**DOCUMENT EXTRACT**
American politician (1894–1971)

John Patrick Connolly (June 28, 1894 – October 30, 1971) was an American politician who served as clerk of the Suffolk Superior Court of Civil Business from 1936 to 1939. He was convicted of bribery in 1941 for receiving kickbacks from court employees. He later returned to elected office as a Boston City Councilor

==Early life==
Connolly was born on June 28, 1894, in Lowell, Massachusetts. He graduated from Suffolk Law School.

==Political career==
===Early career===
From 1929 to 1933, Connolly represented the 9th Suffolk District in the Massachusetts House of Representatives. From 1935 to 1937 he was an assistant attorney general in the office of Paul A. Dever.

===Suffolk Superior Court===
Connolly was elected clerk of the Suffolk Superior Court of Civil Business in 1936. He assumed office on December 1, 1936, succeeding the deceased Francis A. Campbell. After taking office, Connolly fired nearly 50 clerks, all without a reason. The dismissed employees filed complaints with Attorney General Dever and Governor Charles F. Hurley. In 1938, one of the terminated employees hired attorney Reuben L. Laurie to investigate the firings. The following year the matter was referred to the Boston Bar Association. On June 16, 1939, the Boston Bar Association filed a petition with the Massachusetts Supreme Judicial Court for Connolly's removal. The petition alleged that Connolly, his principal clerk, and another legal figure coerced clerk's office employees to pay Connolly kickbacks in order to retain their jobs. The Bar Association also accused Connolly of forcing employees to work on his reelection campaign, hiring lawyers who did little work for the office, and having employees intercede in traffic cases. On July 19, 1939, five days before his removal hearing was to begin, Connolly resigned his office. James F. McDermott, who was appointed to succeed Connolly on an acting basis, removed employees hired by Connolly and offered reinstatement to those Connolly had fired. In December 1939, Laurie's evidence against Connolly was presented to a grand jury. The grand jury returned six indictments against Connolly and his co-conspirator, William T. Conway. Connolly and Conway's trial began on March 4, 1940. The pair were found guilty of bribery. Connolly was sentenced to three to four years in the State Prison. His sentence was stayed pending appeal. His conviction was upheld and he began serving his sentence on April 8, 1941.

**YOUR INSTRUCTIONS**
Continue the biography of John Patrick Connolly from the point where it stops.

**LISTED ENTRIES**
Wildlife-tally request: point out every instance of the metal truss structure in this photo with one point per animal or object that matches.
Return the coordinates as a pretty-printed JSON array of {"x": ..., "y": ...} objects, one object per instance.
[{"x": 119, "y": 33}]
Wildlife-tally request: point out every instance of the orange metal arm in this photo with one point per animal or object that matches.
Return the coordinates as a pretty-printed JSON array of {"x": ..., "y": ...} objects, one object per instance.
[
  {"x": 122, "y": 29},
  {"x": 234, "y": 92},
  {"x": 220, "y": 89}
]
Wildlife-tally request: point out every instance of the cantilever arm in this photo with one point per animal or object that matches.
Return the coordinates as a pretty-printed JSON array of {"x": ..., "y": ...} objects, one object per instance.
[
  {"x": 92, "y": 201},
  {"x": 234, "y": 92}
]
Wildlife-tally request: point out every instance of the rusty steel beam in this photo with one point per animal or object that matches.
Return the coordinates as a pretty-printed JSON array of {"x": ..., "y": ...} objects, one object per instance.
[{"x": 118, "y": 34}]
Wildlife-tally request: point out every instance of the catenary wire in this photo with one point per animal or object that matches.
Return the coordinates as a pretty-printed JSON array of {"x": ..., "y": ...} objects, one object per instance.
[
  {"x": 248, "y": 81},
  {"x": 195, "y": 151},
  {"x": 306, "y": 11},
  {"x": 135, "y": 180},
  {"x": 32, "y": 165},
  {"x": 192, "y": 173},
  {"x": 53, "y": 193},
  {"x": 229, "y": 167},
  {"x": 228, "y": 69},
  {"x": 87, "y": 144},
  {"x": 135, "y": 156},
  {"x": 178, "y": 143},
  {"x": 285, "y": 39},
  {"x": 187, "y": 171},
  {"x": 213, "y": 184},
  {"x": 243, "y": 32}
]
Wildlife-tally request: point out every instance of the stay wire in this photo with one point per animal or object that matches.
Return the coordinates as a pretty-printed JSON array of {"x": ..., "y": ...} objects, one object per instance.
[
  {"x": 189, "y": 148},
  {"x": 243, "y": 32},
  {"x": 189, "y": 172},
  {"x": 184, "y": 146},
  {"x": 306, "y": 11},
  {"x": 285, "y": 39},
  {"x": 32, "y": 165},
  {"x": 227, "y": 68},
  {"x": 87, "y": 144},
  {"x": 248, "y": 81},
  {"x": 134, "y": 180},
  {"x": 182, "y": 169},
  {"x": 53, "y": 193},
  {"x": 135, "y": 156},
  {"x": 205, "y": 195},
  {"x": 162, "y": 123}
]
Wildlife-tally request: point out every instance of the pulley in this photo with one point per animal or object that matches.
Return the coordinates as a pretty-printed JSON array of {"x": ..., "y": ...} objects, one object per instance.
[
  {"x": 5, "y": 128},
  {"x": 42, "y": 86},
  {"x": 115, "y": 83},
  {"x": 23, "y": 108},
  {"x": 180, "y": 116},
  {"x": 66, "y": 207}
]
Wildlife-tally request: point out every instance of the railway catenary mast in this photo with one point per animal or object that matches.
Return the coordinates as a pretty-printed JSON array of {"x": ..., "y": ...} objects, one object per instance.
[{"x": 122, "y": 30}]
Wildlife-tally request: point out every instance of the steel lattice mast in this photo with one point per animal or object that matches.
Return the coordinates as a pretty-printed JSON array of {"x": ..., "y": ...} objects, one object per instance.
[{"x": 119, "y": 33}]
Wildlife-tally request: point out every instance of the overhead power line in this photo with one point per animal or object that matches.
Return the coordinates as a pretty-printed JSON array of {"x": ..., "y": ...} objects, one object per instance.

**REPLY**
===Release from prison===
On September 2, 1943, the Massachusetts State Parole Board voted to parole Connolly on October 7 of that year. Upon his release, Connolly worked as a union business agent at the Bethlehem Atlantic Works in East Boston. In 1947, Connolly was recommended for a pardon by Governor Maurice J. Tobin, but on the advice of Attorney General Clarence A. Barnes, the Massachusetts Governor's Council’s Committee on Pardons voted 4 to 1 to deny the pardon. On December 20, 1950, the Governor's Council voted 6 to 2 in favor of pardoning Connolly. According to Governor Paul A. Dever, the pardon was granted to allow Connolly to take the civil service exam. From 1950 to 1960, Connolly worked as a night shift laborer for the Metropolitan Transit Authority. He also served as president of Laborers Local 223 and a delegate to the Boston Central Labor Union. After reaching the mandatory retirement age of 65, the MTA rehired Connolly as a legal counsel for its detective force. His final job was with the Boston park's department.

===Boston City Council===
Connolly was an unsuccessful candidate for the Boston City Council in 1951, 1953, 1955, and 1957. In 1959 he won a seat on the council by finishing 9th in a race where only 8 incumbents ran for reelection. He defeated his nearest opponent, teacher and first-time candidate Thomas A. Sullivan, by less than 1,000 votes. In 1961, Connolly lost his bid for reelection, finishing 17th in the general election.

Connolly died on October 30, 1971, at the age of 77.

==See also==
- 1929–1930 Massachusetts legislature
- 1931–1932 Massachusetts legislature

==Notes==
1. In the 1961 city council election, the nine candidates with the most votes were elected to the council. Connolly and fellow incumbent Frederick C. Langone finished outside the top nine so their seats went to challengers Gabriel F. Piemonte and John J. Tierney.